─── Source data
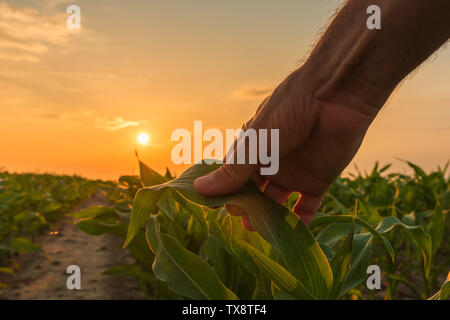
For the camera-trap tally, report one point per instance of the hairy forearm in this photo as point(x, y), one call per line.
point(354, 64)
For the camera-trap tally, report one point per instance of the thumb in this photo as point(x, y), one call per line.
point(227, 179)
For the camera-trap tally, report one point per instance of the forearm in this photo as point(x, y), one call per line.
point(353, 63)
──────
--- Activity ---
Output nothing but the lines from the one with "of the forearm" through the last line above, each exactly as it stands.

--- Answer ---
For the camera-trap tally, report one point per instance of the forearm in this photo as point(x, y), one call per line.
point(353, 63)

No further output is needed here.